**PROVIDED INFORMATION:**
########

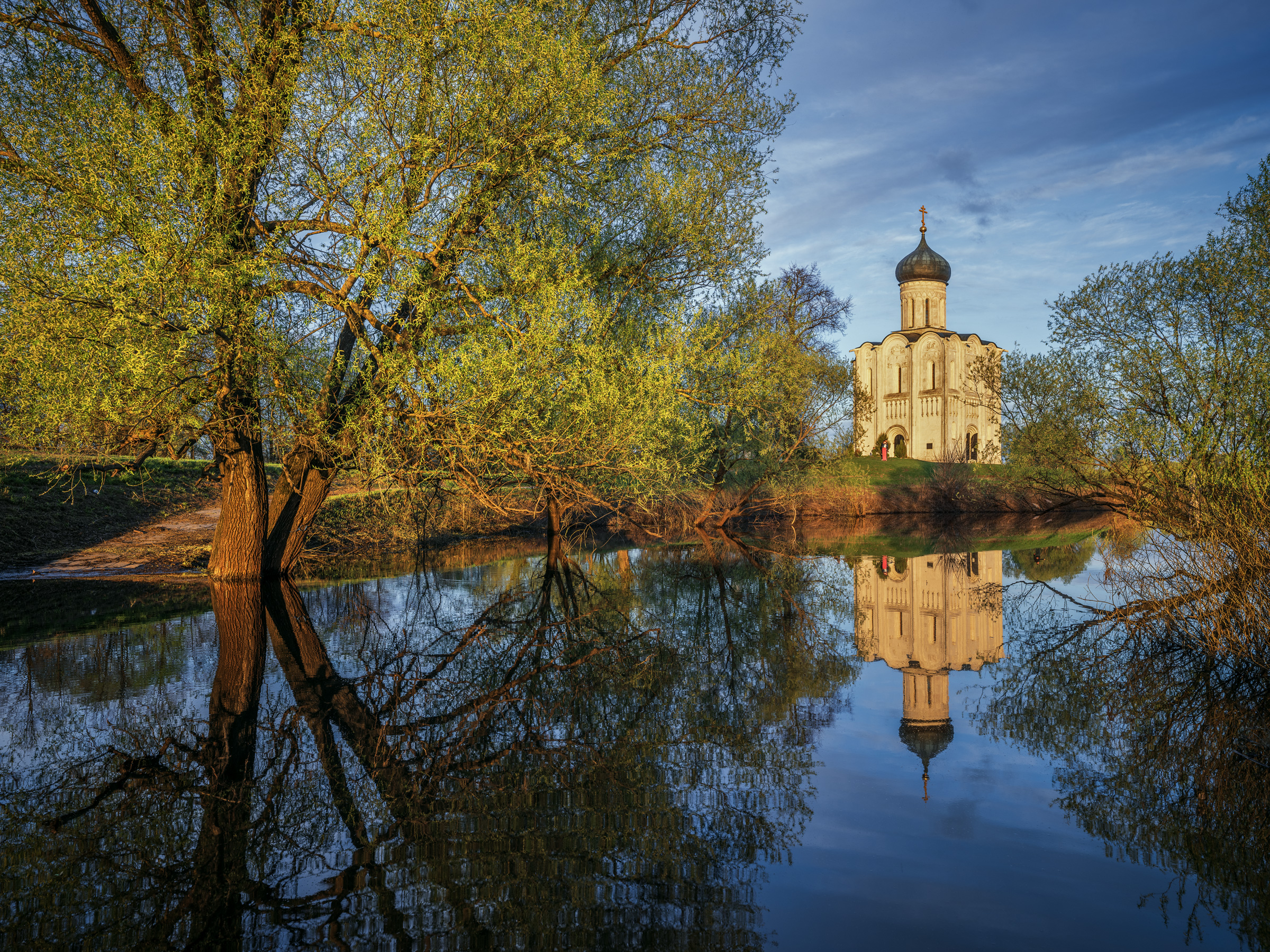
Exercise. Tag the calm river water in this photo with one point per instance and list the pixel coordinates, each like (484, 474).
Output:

########

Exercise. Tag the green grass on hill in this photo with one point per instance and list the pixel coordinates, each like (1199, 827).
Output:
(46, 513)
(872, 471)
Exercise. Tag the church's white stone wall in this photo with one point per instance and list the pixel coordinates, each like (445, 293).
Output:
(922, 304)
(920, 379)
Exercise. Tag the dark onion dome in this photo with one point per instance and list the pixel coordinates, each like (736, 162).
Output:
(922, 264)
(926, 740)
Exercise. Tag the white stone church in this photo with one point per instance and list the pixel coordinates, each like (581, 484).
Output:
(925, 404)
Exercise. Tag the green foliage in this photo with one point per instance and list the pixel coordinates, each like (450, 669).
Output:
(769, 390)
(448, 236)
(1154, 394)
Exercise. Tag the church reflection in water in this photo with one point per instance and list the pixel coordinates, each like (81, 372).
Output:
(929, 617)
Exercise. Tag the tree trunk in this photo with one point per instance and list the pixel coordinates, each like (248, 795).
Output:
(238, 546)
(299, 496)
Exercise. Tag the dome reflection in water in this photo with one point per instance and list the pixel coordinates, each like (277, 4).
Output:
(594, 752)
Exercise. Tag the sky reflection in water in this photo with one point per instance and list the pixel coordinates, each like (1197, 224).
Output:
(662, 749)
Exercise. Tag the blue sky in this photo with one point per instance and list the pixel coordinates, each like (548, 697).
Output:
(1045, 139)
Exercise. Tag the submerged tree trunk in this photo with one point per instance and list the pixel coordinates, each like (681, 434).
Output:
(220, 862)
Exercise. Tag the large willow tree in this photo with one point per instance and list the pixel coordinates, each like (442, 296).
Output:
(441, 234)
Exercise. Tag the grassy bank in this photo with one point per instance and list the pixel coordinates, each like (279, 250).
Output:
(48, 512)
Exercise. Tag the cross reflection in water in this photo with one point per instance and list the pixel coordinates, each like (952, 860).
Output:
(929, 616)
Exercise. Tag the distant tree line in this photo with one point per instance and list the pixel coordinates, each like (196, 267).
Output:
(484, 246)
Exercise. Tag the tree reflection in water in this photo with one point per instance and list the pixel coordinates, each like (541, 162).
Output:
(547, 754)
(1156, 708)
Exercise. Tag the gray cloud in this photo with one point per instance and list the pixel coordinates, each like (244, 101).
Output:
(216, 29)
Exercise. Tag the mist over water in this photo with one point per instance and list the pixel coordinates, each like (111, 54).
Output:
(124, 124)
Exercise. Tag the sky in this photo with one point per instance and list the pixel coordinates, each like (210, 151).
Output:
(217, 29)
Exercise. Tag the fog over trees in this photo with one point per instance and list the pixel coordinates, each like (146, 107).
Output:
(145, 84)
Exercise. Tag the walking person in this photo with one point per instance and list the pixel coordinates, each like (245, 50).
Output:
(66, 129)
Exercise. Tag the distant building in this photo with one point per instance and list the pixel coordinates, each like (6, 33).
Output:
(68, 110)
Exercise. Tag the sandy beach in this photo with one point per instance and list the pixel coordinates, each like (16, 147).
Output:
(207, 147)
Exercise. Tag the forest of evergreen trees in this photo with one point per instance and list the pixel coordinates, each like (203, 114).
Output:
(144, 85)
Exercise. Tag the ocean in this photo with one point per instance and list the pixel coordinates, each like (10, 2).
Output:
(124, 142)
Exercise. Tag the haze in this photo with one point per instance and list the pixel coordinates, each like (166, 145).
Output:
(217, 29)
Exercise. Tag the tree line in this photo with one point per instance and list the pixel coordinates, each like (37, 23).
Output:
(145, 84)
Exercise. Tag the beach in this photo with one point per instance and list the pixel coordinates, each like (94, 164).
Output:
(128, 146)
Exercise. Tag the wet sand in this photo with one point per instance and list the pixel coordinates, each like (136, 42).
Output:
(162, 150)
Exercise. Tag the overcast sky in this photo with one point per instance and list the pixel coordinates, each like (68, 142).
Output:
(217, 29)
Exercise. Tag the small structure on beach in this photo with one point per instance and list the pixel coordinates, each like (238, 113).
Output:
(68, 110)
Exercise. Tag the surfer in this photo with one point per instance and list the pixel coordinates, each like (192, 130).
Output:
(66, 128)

########

**DIRECTIVE:**
Pick out every line above that contains the word "stone" and copy each one in full. Only matches with the same upper and lower case count.

**COMPLETE ANSWER:**
Exercise. Tag the church's white stone wall in this photo with one point per instance and list the pixel coordinates, each like (445, 293).
Exercise. Tag the white stone church in this photo with one point per instance and list the pixel coordinates, each like (581, 484).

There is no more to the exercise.